— Start STORED ROWS —

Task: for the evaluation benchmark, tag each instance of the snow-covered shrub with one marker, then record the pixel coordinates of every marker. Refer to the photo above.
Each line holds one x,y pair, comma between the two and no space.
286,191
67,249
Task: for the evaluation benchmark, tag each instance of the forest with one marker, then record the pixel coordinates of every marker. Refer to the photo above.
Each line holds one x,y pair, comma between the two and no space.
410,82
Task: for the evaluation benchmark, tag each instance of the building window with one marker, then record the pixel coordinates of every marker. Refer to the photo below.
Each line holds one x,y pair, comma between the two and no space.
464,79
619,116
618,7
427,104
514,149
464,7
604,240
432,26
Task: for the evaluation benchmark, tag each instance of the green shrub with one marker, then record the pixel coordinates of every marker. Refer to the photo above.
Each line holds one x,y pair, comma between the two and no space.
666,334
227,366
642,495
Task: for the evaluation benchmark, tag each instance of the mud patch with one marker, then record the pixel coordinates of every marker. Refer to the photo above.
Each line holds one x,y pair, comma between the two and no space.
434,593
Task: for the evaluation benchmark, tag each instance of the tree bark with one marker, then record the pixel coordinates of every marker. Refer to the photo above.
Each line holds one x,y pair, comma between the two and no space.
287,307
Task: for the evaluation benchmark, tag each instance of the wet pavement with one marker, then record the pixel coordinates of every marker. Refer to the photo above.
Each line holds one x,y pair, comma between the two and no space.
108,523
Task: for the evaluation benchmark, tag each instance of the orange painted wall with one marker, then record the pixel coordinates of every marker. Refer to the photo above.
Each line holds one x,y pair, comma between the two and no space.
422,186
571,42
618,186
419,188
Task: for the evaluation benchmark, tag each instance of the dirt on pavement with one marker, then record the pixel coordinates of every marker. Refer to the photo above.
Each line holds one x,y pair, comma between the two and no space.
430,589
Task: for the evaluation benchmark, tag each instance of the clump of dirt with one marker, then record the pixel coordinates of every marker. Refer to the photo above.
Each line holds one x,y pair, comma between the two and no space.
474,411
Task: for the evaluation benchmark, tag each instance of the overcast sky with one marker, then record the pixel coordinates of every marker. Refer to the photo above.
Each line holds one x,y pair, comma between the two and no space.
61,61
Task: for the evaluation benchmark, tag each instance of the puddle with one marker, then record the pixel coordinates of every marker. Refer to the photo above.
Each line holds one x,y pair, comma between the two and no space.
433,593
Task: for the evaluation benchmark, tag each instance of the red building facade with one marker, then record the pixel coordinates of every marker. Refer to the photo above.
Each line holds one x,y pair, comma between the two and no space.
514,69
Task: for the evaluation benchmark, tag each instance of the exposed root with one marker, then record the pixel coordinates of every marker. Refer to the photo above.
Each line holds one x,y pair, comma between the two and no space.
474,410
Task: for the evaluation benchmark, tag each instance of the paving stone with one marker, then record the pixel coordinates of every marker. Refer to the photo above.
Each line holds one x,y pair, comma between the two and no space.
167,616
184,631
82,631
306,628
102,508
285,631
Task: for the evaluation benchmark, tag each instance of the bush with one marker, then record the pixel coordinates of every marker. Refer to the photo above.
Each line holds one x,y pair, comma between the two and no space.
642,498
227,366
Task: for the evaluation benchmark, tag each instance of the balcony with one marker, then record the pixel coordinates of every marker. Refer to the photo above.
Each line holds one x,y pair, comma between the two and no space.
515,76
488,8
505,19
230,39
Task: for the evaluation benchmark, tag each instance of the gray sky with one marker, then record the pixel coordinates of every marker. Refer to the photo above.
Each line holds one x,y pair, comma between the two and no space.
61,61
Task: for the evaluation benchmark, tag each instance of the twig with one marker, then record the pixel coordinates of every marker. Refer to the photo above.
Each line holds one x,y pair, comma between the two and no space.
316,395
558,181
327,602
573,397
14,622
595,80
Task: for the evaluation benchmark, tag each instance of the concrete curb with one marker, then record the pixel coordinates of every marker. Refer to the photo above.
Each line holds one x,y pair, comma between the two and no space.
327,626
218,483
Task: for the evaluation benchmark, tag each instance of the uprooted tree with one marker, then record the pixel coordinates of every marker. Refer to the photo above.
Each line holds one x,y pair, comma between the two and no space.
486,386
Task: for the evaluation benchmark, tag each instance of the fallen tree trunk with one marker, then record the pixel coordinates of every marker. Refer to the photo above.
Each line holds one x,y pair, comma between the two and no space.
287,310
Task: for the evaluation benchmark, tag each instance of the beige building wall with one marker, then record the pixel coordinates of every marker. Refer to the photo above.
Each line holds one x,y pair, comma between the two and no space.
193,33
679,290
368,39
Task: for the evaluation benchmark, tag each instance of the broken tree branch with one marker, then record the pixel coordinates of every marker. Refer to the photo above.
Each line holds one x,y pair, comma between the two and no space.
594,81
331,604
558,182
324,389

— End STORED ROWS —

> PROBLEM DESCRIPTION: Return all of the material above verbatim, keeping every line unchanged and in its original order.

> THE ANSWER:
Task: for the evaluation benchmark, tag each instance of the snow-covered shrub with one marker, then record the pixel coordinates of every marker. Refer to the photo above.
Each line holds one x,y pair, comma between the two and no space.
286,191
67,249
Task: for the evaluation benchmark, tag each instance of the forest with one marker, then record the pixel coordinates of every marker. Refer to the photo above.
Each line holds one x,y pair, comma between the two and no space.
410,82
Task: for the evaluation benchmark, tag each instance of the building window with one marker, then record the pixel coordinates of every marker. Refer to the photo below.
Each line holds one x,y pair, comma between the two and no space.
464,79
619,116
618,7
427,104
514,149
464,7
604,240
432,26
Task: for the evaluation benchmark, tag each instance of the green shrub with one marker, then record the pixel coordinates of every marker. Refer to the photo above.
Each line holds one x,y pair, comma between the two and no space.
666,334
227,366
642,495
Task: for the evaluation benchmark, tag each instance of the mud patch with one marker, then record the pixel coordinates of every marker. Refer to the photo above.
Each line holds one x,y pair, comma between the two and no space.
434,593
Task: for the evaluation benchmark, tag each instance of the tree bark with one marker, then record the pixel coordinates of every marker. Refer to the photo above.
Each line holds one x,y pair, comma between the two and no space.
287,307
Task: for the evaluation benchmark, tag each instance of the wet pavement with one marker, then record the pixel coordinates of every marker. Refer to the photo above.
Each line holds one x,y pair, comma between the two and no space.
108,523
Task: for the evaluation benchmark, tag each instance of the orange painted wall with one marker, then record the pixel coordinates of every marker. Refer to the photo above.
Each line holds one x,y pair, comma between the two and no space.
422,186
571,42
618,186
419,188
Task: for the evaluation benchmark, tag each instance of the dirt on pavement with one marker, then record the pixel coordinates of every marker. Refer to the photo above.
Each line holds one x,y pair, comma between the two and no space.
430,589
Task: for the evaluation benchmark, tag each instance of the clump of dirt with one marker, then record the pixel coordinates of every marker. Refer to the photo above.
Each line holds one x,y pair, comma between the two and no space.
474,411
Task: for the evaluation benchmark, tag each instance of the overcast sky with one marker, then record the pixel coordinates of every marker. Refer to the photo above.
Each line holds one x,y pair, comma between the two and no space.
61,61
Task: for the evaluation benchmark, tag each instance of the puddle with one marker, then record the pixel coordinates of every marker. Refer to the photo above.
Each line holds one x,y pair, comma between the two and no space.
433,593
Task: for the evaluation benchmark, tag each instance of the red building facade with one marker, then record the pixel coordinates of every marker. Refer to the photo above.
Each line holds one x,y pair, comma between the two and no space.
514,69
Task: for the evaluation benchmark, tag each instance of the exposed root with one marker, then record the pixel coordinates of every marker. Refer to the photo above.
Each line holds one x,y pair, comma between the two and no space.
474,410
Task: for the evaluation benchmark, tag each instance of the paving stone with one marker, then record the pixel coordinates of every marker. Refer to the photo above.
Each line holds one x,y pair, comma between the two and no space.
167,616
184,631
82,631
306,628
102,508
285,631
Task: for the evaluation benchmark, tag each instance of the bush with one marker, then record the pixel coordinates of every marker. Refer to the photo above.
Each line holds one x,y pair, comma between the two and no space.
642,498
227,366
Task: for the evaluation benchmark, tag each instance of the balcony with one marker, then record the pixel coordinates of every marker. Refer to the photo above.
Each line holds one x,y pair, comma between the two and no space.
515,76
488,8
505,19
230,39
Task: for the evaluation benchmark, tag each instance of the gray sky with one marker, then record the pixel coordinates of every marker. Refer to the photo above.
Each line holds one x,y pair, comma between the two and no space.
61,61
Task: for the evaluation benchmark, tag each instance of the twig with one marker, then record the pixel coordinates of every marker. Refer to the photo above.
Each line holds one x,y pair, comma between the two and no space.
316,395
558,181
327,602
573,397
14,622
595,80
Task: for the evaluation benchmark, tag each instance of the concrete curb with one marker, then record the pixel coordinates of every marker. Refer to the photo above.
Each line holds one x,y pair, comma between the two and no space.
327,626
218,483
Task: for the evaluation benchmark, tag each instance of the uprooted tree with one marker, then record the pixel coordinates of every marker. Refer to the photo above.
Each line holds one x,y pair, comma between the two and no space.
486,386
Task: for the evaluation benchmark, tag each instance of the fallen tree trunk with one marker, then record the pixel coordinates of every marker. Refer to the photo above.
Each line holds one x,y pair, comma between the two and no space.
287,310
Task: for the evaluation benchmark, tag each instance of the beige building wall with one marker, then record the pixel coordinates of every marker. Refer to the photo above.
Each line holds one x,y pair, comma between the two and no space.
193,33
679,290
368,39
Task: for the evaluation benchmark, tag each instance of the broken tree branch with one marker, then record the pixel coordinates of every marker. Refer to the photo above.
Each line holds one x,y pair, comma between the two and no space.
594,81
331,604
558,182
324,389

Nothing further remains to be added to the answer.